** Start SOURCE PASSAGE **
Review of GraphQL for the Marxan cloud platform

Some key points from my deep dive into the GraphQL ecosystem.

The TL;DR

JSON:API and GraphQL should both be a good fit for the project
frontend devs should be able to reuse some existing components/strategies if using JSON:API, and have experience with JSON:API
the API framework we are using for Marxan (NestJS, also used in Wildlife Insights and Mars MGIS) natively supports GraphQL and we have experience and reusable code for GraphQL, from Wildlife Insights
JSON:API would need to be integrated into NestJS via a TypeScript implementation of the JSON:API specification (we may need to do some research via proofs of concept)
(we also used GraphQL via Apollo for the Wildlife Insights frontend, so we may be able to reuse code or at least strategies from this)
** End SOURCE PASSAGE **
** Start SOURCE DATA **
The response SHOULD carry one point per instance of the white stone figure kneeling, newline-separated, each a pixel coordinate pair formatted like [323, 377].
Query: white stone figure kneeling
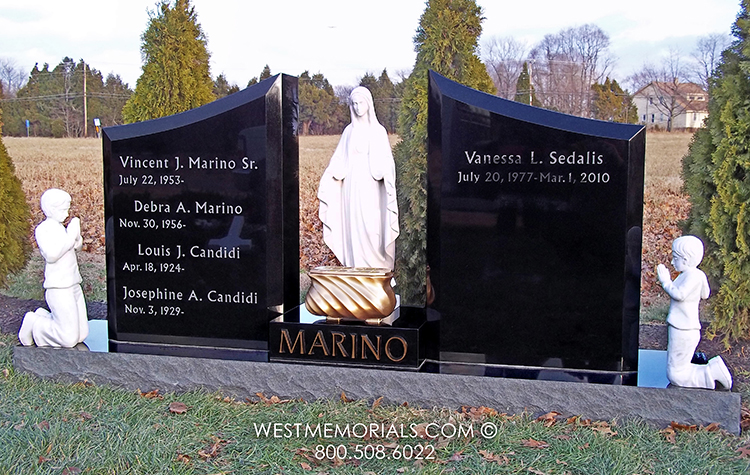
** End SOURCE DATA **
INSTRUCTION 1
According to the GraphQL review, what API framework is being used for Marxan?
INSTRUCTION 2
Please transcribe the part of the GraphQL review that opens with the words containing "Some key points" and closes with "strategies from this)".
The listing has no connection to the GraphQL review.

WORKED SOLUTION 1
NestJS.

WORKED SOLUTION 2
Some key points from my deep dive into the GraphQL ecosystem.

The TL;DR

JSON:API and GraphQL should both be a good fit for the project
frontend devs should be able to reuse some existing components/strategies if using JSON:API, and have experience with JSON:API
the API framework we are using for Marxan (NestJS, also used in Wildlife Insights and Mars MGIS) natively supports GraphQL and we have experience and reusable code for GraphQL, from Wildlife Insights
JSON:API would need to be integrated into NestJS via a TypeScript implementation of the JSON:API specification (we may need to do some research via proofs of concept)
(we also used GraphQL via Apollo for the Wildlife Insights frontend, so we may be able to reuse code or at least strategies from this)